* **Supplied entries**:
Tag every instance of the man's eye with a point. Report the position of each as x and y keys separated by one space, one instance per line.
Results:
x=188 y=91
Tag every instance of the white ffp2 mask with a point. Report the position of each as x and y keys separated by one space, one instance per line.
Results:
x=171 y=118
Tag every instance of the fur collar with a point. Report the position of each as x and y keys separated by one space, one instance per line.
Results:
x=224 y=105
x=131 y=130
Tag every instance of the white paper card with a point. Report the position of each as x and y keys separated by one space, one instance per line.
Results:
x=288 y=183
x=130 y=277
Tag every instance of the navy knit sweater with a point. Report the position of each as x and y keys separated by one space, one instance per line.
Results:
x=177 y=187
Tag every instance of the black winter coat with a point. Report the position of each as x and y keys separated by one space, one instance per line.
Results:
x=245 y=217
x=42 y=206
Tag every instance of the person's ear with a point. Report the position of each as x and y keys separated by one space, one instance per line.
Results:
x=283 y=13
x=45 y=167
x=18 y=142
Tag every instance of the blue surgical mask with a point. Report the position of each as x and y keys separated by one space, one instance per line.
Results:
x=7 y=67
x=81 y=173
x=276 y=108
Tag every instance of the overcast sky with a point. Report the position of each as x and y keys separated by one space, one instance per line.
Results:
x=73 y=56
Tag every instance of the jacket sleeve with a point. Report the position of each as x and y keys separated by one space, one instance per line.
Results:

==

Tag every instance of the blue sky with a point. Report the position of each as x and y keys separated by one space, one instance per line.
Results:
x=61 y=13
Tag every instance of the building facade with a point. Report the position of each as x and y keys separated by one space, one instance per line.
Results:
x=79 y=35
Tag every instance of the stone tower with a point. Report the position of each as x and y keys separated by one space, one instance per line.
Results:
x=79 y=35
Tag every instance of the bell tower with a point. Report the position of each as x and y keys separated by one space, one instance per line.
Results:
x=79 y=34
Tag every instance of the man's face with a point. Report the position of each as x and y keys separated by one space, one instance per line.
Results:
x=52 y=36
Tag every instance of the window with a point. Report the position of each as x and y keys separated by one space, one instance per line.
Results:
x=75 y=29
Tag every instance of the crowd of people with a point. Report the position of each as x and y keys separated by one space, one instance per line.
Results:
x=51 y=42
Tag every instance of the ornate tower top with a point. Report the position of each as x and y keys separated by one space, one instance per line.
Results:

* * *

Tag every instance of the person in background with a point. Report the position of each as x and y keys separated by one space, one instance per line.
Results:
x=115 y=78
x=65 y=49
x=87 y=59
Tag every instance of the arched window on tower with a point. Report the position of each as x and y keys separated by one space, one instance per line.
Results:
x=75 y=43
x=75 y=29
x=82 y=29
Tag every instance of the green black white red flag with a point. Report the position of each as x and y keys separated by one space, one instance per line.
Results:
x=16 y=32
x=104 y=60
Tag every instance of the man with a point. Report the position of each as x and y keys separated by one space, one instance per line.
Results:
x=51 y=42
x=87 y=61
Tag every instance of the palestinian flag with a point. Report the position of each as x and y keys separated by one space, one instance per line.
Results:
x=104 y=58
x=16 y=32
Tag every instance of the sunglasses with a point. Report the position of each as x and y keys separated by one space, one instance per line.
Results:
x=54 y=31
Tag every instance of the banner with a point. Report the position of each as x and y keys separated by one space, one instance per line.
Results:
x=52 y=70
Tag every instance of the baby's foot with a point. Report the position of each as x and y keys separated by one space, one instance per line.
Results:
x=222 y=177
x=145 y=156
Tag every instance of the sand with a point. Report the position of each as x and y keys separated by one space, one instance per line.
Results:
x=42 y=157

* **What is required**: Look above for the line holding "Tag every instance of the man's eye" and the line holding "Tag every instance of the fur". Retype both, and every line between them, word for word and nothing else.

* **Response area**:
Tag every instance of the man's eye with a point. Report the position of each as x and y keys separated by one space, one instance per line.
Results:
x=188 y=91
Tag every instance of the white ffp2 mask with a point. Report the position of each as x and y keys separated by one space, one instance per line.
Results:
x=171 y=118
Tag every instance of the fur collar with a point. Report the position of each as x and y keys separated by one space, one instance per line.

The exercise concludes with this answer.